Consigne
Reproduisez à l'identique le passage de la liste qui s'ouvre sur la ligne contenant « the yellow building », cette ligne comprise, et se termine à la fin de la liste.

──────── Support de travail

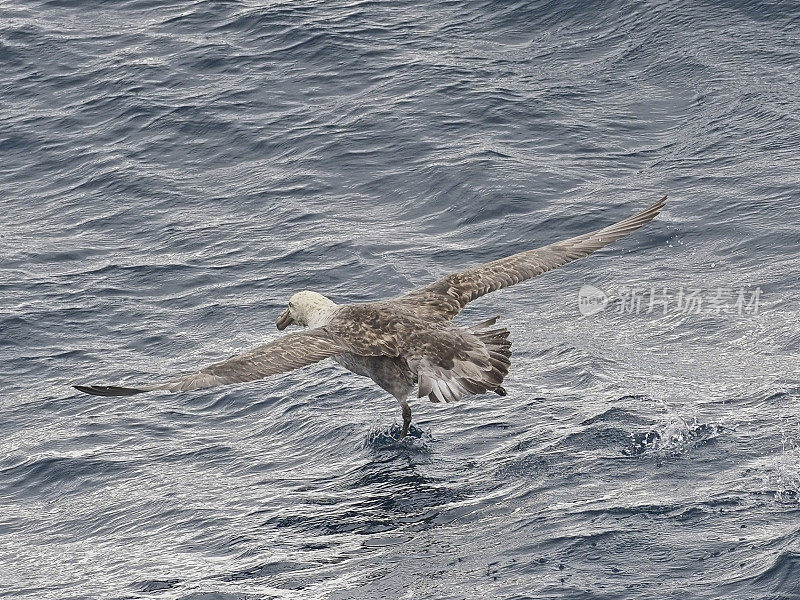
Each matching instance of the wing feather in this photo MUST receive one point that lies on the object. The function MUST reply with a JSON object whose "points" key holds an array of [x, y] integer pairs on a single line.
{"points": [[286, 353], [447, 296]]}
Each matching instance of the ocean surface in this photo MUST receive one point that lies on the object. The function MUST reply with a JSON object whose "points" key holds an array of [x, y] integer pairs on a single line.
{"points": [[171, 172]]}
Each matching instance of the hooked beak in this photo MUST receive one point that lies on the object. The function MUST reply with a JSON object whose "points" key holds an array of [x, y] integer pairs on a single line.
{"points": [[284, 320]]}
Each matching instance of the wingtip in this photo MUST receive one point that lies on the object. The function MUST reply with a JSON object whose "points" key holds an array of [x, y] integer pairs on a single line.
{"points": [[107, 390]]}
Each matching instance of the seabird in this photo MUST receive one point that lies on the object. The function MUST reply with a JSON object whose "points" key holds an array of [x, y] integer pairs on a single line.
{"points": [[402, 342]]}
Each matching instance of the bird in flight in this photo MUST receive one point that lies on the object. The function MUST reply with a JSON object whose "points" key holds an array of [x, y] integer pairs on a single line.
{"points": [[402, 342]]}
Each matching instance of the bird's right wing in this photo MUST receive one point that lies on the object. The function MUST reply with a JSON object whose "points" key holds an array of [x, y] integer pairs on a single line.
{"points": [[447, 296], [286, 353]]}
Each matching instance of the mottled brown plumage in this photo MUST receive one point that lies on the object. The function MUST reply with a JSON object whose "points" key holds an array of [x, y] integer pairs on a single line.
{"points": [[407, 341]]}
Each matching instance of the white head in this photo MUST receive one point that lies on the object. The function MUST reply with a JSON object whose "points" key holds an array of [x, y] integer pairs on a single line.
{"points": [[306, 308]]}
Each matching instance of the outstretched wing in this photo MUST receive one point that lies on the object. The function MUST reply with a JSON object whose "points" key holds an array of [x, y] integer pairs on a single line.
{"points": [[447, 296], [287, 353]]}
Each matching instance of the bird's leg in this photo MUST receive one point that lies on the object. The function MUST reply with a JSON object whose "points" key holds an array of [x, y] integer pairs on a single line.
{"points": [[406, 418]]}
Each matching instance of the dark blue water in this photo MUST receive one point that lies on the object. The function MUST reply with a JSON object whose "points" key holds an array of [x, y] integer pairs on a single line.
{"points": [[171, 172]]}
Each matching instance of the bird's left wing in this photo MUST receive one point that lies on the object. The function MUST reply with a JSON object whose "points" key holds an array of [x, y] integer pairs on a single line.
{"points": [[286, 353]]}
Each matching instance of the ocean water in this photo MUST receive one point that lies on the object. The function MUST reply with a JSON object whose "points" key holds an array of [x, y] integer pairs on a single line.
{"points": [[171, 172]]}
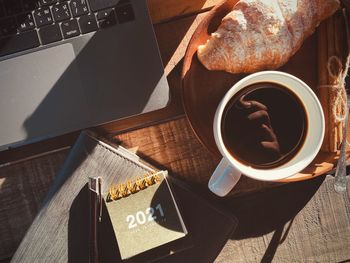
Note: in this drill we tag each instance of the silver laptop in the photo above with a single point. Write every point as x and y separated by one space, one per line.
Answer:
69 65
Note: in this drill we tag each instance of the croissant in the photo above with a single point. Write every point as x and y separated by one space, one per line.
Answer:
262 34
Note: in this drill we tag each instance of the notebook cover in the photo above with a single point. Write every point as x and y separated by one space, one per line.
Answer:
60 231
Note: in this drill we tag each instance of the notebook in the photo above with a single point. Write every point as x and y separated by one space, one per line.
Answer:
60 231
143 215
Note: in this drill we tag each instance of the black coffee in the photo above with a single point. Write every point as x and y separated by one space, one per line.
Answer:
264 125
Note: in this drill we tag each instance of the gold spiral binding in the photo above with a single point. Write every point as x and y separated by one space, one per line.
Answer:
117 191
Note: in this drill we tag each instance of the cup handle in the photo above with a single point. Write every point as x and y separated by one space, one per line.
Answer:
224 178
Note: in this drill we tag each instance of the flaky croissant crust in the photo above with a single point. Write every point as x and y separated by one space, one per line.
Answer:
262 34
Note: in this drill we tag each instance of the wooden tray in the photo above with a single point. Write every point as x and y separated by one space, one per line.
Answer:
203 89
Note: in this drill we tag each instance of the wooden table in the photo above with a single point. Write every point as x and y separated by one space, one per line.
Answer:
304 221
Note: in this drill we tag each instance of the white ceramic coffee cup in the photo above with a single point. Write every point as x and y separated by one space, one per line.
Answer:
229 170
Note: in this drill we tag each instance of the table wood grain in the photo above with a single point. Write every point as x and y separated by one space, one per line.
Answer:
295 222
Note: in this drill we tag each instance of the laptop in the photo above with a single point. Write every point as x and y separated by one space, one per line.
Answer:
70 65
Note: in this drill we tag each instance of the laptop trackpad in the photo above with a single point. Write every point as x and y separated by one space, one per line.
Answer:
41 94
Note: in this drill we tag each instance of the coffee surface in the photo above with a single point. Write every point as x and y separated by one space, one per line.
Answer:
264 125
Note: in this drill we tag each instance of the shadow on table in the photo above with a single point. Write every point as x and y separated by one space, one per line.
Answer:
269 211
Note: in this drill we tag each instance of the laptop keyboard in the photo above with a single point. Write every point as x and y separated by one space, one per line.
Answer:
26 24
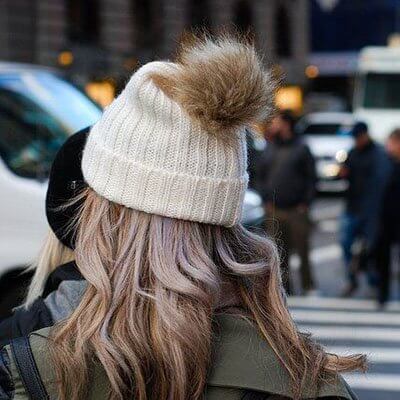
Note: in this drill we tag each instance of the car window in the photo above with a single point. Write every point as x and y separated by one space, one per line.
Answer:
29 137
38 111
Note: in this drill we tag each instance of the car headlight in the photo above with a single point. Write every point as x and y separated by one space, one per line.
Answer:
330 170
341 156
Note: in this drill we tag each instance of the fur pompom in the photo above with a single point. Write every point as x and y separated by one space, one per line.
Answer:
220 83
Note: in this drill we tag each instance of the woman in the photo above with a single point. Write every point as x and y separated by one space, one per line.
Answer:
181 301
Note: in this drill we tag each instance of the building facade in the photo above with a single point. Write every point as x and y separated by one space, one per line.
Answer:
111 36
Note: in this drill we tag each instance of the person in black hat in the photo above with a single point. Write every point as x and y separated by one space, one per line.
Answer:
366 170
57 279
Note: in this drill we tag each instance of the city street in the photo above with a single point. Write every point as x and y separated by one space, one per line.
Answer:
351 325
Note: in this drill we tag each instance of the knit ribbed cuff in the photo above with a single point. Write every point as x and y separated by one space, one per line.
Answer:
162 192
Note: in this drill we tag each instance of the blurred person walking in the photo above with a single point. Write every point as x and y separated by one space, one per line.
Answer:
389 236
366 170
181 302
287 181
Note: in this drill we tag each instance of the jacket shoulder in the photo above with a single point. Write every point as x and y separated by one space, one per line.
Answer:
243 359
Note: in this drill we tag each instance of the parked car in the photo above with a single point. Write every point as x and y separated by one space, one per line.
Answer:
38 110
328 136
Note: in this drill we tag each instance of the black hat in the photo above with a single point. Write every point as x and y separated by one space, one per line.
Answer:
65 182
359 129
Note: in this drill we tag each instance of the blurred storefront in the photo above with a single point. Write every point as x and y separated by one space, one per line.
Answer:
102 41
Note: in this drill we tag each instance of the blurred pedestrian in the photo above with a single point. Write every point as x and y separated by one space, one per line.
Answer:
389 237
287 181
181 301
366 170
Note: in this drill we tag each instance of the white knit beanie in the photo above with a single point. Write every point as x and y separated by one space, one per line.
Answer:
173 142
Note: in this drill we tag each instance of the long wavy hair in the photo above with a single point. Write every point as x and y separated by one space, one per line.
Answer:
154 286
52 254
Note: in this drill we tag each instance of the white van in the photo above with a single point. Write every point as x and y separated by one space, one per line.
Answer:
377 90
38 110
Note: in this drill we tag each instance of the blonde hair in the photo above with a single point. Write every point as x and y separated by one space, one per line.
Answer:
52 254
154 285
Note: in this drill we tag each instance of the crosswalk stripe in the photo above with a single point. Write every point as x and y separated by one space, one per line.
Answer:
363 334
375 354
345 317
336 303
383 382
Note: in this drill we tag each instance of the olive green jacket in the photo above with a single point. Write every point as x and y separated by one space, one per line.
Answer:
243 362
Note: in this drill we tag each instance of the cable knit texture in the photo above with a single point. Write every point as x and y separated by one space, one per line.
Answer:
152 153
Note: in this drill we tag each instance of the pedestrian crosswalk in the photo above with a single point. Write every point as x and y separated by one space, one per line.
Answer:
352 326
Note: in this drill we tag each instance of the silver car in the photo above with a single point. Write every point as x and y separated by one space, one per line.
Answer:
328 136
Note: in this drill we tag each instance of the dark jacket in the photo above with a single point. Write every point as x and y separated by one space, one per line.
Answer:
244 367
286 174
63 290
368 173
391 203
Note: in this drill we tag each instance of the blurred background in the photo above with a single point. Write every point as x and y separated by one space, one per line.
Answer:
62 61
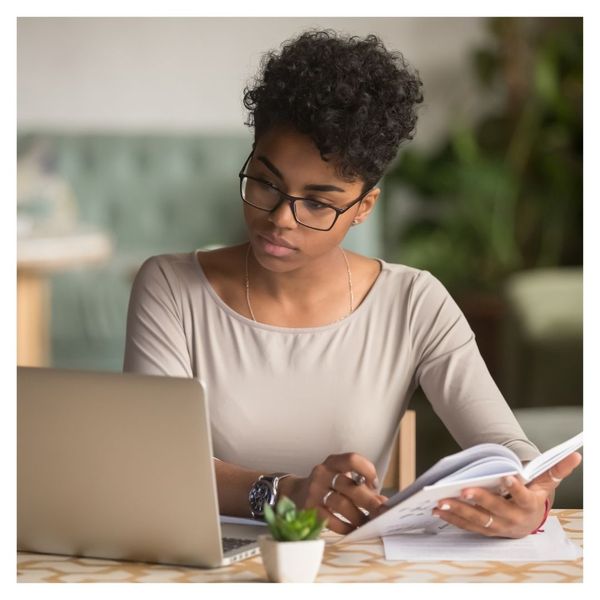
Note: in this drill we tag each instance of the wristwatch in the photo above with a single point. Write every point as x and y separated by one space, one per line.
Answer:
264 491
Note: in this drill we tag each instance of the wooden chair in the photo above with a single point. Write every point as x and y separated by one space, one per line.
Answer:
402 468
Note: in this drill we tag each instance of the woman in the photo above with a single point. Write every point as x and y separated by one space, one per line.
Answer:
310 353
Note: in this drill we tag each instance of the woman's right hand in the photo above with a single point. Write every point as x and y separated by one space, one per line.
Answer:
346 498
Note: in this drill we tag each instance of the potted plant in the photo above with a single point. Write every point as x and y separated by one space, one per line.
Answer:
293 551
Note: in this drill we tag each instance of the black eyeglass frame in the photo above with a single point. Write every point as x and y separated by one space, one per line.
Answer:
293 199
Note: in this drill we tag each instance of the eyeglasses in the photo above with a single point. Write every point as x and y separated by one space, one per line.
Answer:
265 196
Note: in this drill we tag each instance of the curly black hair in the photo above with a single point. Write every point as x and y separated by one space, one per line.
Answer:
355 99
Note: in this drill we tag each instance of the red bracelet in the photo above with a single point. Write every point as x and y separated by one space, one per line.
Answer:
546 513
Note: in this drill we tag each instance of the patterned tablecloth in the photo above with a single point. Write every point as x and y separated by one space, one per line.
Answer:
359 562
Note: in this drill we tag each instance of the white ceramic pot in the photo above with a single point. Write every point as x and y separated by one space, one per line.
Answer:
291 562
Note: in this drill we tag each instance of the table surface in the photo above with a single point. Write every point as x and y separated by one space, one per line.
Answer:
48 250
360 562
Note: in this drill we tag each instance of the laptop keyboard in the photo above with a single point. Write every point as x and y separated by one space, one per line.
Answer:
233 543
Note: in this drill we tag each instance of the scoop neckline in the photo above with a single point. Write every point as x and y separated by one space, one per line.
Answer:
258 325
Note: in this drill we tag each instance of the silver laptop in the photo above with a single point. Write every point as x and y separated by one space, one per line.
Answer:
120 466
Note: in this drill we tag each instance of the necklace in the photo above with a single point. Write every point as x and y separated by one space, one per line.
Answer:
350 291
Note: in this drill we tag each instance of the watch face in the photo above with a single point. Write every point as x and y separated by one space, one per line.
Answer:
261 493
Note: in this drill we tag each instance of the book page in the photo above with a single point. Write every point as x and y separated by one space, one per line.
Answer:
549 458
450 464
460 545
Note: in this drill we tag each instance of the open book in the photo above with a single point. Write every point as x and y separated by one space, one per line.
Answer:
480 466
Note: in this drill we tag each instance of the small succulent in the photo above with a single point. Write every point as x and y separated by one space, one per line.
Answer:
287 524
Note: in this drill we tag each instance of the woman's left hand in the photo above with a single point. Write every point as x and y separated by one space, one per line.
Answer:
481 511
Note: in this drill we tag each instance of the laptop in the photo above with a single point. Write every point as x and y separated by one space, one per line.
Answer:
120 466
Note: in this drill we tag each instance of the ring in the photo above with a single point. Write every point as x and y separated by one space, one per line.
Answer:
555 479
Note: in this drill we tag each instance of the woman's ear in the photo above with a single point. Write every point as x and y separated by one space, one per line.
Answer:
366 206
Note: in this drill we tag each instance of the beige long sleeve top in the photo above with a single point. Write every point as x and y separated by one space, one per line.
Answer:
283 399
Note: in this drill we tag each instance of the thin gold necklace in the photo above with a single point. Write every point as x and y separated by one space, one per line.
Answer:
350 290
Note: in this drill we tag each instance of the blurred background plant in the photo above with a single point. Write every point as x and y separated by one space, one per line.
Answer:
504 194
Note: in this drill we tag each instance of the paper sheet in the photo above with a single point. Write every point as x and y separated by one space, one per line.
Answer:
459 545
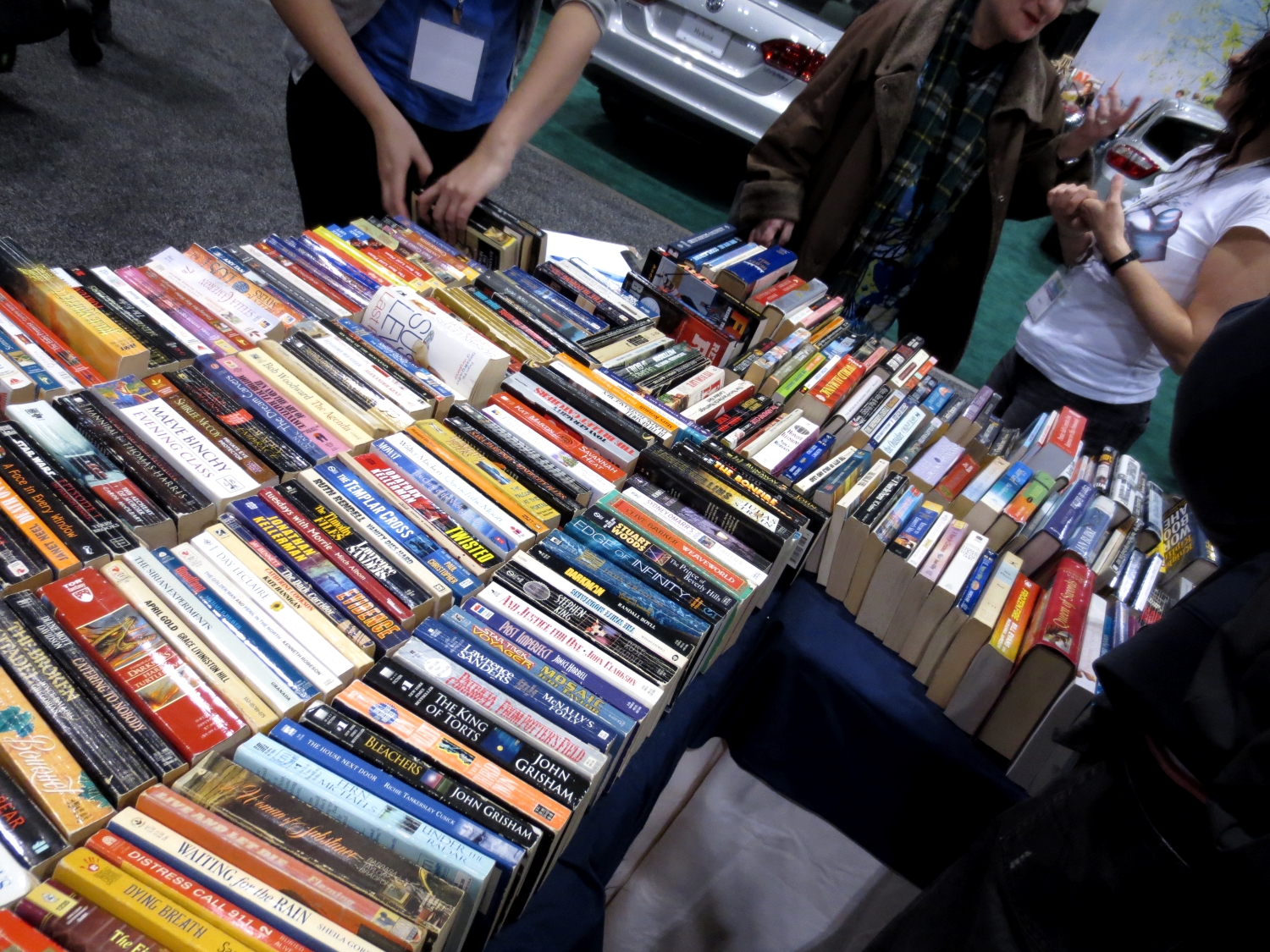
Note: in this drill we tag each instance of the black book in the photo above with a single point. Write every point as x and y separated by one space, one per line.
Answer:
155 751
356 546
25 829
447 713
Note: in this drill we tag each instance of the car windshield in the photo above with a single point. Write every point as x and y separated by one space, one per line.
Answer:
1173 137
836 13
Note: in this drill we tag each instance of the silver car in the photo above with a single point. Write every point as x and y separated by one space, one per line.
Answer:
736 63
1155 142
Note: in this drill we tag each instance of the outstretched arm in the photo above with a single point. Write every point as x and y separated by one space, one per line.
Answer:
1234 271
549 80
319 30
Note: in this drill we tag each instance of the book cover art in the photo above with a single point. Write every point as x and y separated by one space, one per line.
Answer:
180 705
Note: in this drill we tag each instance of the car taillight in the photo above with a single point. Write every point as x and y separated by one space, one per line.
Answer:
797 60
1130 162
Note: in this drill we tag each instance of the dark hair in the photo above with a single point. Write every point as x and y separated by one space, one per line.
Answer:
1251 117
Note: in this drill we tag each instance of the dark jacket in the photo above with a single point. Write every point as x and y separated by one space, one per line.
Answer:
820 162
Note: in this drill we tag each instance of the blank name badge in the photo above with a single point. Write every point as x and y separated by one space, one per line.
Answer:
704 36
446 58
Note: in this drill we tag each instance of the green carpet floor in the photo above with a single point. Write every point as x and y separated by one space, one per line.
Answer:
665 169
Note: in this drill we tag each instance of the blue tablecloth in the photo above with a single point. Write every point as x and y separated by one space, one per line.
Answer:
820 711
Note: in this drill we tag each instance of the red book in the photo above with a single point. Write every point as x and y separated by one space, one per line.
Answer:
66 916
15 936
315 537
173 697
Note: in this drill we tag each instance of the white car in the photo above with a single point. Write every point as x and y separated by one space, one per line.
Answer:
1153 142
734 63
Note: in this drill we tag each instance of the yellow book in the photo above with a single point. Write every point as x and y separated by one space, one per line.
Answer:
190 647
365 261
141 906
492 327
35 756
61 309
60 559
304 388
521 503
284 591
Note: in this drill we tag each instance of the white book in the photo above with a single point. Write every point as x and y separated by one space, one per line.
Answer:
246 663
572 647
597 484
276 273
37 353
322 677
456 484
178 442
135 297
243 314
456 353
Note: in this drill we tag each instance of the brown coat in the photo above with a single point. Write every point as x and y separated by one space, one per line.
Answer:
820 160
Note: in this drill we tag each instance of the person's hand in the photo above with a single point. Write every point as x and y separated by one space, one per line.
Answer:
774 231
1102 117
396 149
1107 223
1064 205
450 200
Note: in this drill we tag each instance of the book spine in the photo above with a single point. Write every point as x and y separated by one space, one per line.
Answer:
312 596
249 705
33 756
211 431
76 924
328 896
262 668
25 830
286 542
360 698
170 693
155 751
190 896
116 769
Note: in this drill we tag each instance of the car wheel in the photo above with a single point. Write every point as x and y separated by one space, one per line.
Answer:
620 109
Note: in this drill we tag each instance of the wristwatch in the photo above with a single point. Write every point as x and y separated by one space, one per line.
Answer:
1113 267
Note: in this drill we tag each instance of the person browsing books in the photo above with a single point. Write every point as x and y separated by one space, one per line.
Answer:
1147 281
388 96
894 170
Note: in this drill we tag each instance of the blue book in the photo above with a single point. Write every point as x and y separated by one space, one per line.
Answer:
583 553
475 873
266 414
452 639
809 459
685 246
975 584
530 642
413 801
258 647
399 528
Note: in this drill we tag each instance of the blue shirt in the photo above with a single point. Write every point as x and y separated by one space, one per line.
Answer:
386 45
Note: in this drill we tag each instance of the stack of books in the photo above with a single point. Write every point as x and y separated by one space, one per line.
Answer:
343 573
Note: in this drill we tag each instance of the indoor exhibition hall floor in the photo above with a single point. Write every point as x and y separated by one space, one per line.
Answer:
179 136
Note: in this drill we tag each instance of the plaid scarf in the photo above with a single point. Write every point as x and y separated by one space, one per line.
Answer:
939 157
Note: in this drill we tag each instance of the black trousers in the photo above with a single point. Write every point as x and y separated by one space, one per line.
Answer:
333 151
1026 393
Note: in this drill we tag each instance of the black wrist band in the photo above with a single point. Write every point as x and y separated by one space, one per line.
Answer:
1122 261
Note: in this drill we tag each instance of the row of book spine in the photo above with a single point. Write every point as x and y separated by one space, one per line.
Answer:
376 569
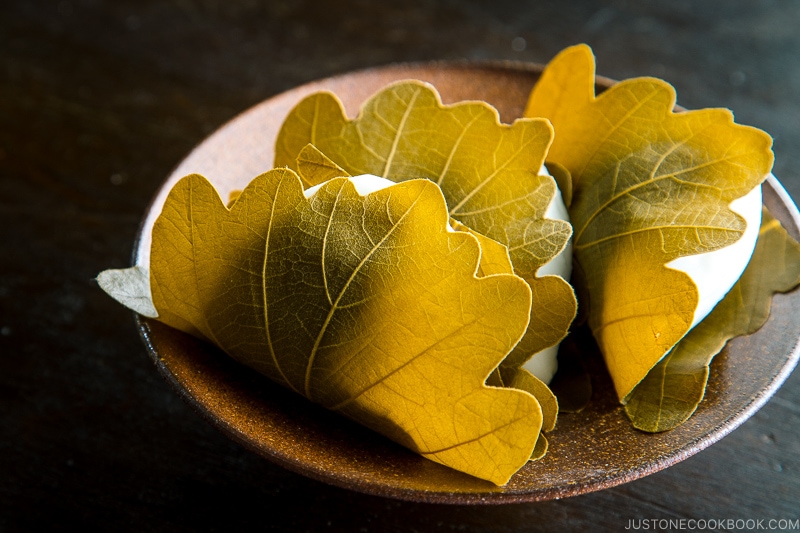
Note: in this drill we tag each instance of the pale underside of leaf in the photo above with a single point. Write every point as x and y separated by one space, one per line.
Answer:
365 304
649 185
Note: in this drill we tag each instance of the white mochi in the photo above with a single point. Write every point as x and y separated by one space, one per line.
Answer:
716 272
364 184
543 365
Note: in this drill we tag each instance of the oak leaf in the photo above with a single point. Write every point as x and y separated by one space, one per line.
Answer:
366 304
648 186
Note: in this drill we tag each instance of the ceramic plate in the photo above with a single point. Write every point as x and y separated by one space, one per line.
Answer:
591 450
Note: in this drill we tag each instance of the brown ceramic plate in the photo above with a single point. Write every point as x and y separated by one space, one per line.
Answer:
592 450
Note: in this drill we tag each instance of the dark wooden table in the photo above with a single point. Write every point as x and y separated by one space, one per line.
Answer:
99 100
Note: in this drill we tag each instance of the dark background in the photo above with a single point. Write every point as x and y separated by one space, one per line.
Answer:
99 100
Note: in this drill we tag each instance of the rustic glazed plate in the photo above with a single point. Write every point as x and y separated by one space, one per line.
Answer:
591 450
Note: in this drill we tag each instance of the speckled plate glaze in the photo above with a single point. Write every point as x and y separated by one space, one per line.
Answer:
591 450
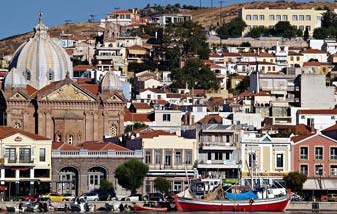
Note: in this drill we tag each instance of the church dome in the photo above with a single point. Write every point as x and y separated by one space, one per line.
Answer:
110 82
39 61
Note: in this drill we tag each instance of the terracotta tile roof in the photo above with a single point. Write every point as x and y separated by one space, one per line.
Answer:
313 51
292 53
220 100
300 137
120 12
331 128
137 47
317 111
136 117
262 93
141 106
231 55
70 51
214 55
154 133
263 54
155 90
64 146
93 88
249 54
95 146
6 131
246 94
30 89
83 67
312 64
210 119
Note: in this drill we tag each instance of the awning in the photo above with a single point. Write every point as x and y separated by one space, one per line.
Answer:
326 184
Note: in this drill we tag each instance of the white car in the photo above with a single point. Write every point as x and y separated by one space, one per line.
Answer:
69 197
90 196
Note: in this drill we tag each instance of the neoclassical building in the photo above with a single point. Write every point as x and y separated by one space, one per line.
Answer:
39 96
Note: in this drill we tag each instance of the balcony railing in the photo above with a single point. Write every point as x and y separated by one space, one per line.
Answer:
18 162
101 154
218 146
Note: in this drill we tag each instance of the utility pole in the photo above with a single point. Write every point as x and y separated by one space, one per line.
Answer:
220 21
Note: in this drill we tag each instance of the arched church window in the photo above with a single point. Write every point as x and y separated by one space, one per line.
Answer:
58 138
17 125
70 139
113 130
50 75
28 75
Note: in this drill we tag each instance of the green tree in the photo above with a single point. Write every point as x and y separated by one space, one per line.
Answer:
131 174
162 185
295 181
232 29
105 184
185 38
195 74
134 126
306 34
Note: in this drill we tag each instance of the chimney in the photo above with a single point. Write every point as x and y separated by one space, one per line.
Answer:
312 127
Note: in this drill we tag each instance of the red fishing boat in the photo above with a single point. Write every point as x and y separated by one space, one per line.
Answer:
218 200
138 208
259 205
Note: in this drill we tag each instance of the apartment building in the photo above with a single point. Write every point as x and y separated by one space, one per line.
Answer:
267 17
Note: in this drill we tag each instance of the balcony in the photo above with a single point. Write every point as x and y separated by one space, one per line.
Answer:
19 162
217 146
218 164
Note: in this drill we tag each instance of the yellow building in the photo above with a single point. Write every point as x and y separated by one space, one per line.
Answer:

────────────────

Corrigé
Note: in this drill we tag each instance of the yellow building in the photo above with a single point. Write every point as x and y separated by one space, one per line.
Answer:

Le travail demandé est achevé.